**SET TASKS:**
1/ In the passage on the Mercedes-AMG E63 and BMW M5, which engine was fitted to the 2007 E63 AMG?
2/ Extend the passage comparing the Mercedes-AMG E63 S with the BMW M5, starting after its final sentence.

Then Mercedes weighed in with a V8 of its own and it was a thing of beauty. The 2007 E63 AMG was fitted with the 6208cc M156 lump, the first production engine designed autonomously by AMG. Since then it’s largely been advantage Affalterbach, with the M division repeatedly trying to regain its mojo.
So there’s a lengthy formline here and the E63 S carries itself with the confidence of an undisputed champ. The F90 M5 might be the newer car, but the AMG still has the advantage in terms of power (450kW vs 441) and, more decisively, torque (850Nm vs 750). It’s 25 kegs heavier than the BMW, and in terms of power to weight has an infinitesimal edge. Needless to say, on paper this appears a close-run thing.

**DATA:**

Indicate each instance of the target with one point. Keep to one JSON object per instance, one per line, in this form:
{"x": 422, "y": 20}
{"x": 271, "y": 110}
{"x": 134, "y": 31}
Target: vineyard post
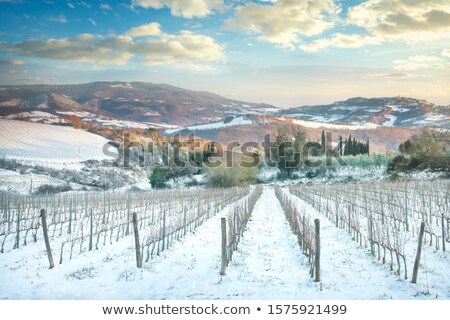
{"x": 443, "y": 230}
{"x": 317, "y": 257}
{"x": 337, "y": 213}
{"x": 372, "y": 248}
{"x": 69, "y": 231}
{"x": 406, "y": 207}
{"x": 16, "y": 246}
{"x": 223, "y": 224}
{"x": 47, "y": 243}
{"x": 127, "y": 232}
{"x": 184, "y": 221}
{"x": 136, "y": 241}
{"x": 91, "y": 229}
{"x": 419, "y": 251}
{"x": 164, "y": 230}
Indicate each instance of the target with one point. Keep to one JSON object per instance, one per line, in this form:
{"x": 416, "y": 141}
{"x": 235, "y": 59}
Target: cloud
{"x": 340, "y": 40}
{"x": 406, "y": 19}
{"x": 393, "y": 75}
{"x": 15, "y": 62}
{"x": 184, "y": 48}
{"x": 182, "y": 8}
{"x": 284, "y": 21}
{"x": 105, "y": 6}
{"x": 60, "y": 19}
{"x": 419, "y": 62}
{"x": 151, "y": 29}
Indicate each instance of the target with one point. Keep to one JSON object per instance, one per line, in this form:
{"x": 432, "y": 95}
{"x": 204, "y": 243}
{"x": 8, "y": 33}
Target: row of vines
{"x": 305, "y": 230}
{"x": 79, "y": 222}
{"x": 385, "y": 216}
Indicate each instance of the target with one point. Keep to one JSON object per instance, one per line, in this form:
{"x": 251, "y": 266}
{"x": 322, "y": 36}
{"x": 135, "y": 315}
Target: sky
{"x": 283, "y": 52}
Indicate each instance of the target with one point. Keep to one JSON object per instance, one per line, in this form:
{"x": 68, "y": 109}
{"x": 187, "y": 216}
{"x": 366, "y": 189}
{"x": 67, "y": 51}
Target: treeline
{"x": 352, "y": 147}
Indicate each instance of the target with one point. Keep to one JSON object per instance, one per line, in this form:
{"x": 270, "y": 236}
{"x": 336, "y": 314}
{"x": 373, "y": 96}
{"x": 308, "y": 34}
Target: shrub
{"x": 158, "y": 178}
{"x": 52, "y": 189}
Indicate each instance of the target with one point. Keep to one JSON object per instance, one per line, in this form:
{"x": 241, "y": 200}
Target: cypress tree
{"x": 323, "y": 141}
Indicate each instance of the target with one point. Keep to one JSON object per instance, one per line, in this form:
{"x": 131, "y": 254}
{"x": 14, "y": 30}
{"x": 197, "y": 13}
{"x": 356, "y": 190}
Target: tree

**OUTPUTS:**
1/ The 6208cc M156 V8, the first production engine designed autonomously by AMG.

2/
So it proves at the strip too. It’s almost impossible to separate these two cars in terms of pure performance. The M5 was initially reluctant to engage launch control, and you’ll only really discover if the car’s opaque series of distance and temperature prerequisites are met when you plant the brake pedal and then floor the throttle. If launch control is ready, the revs build crisply to nearly 3000rpm, a flag symbol appears on the dash and you’re good to sidestep the brake pedal. If not, the first you’ll know of it will be the car groaning and straining against the picks, inching forward accompanied by a soundtrack that’s reminiscent of the final moments of a Bond villain’s lair. It’ll have anyone with an iota of mechanical sympathy wincing in horror.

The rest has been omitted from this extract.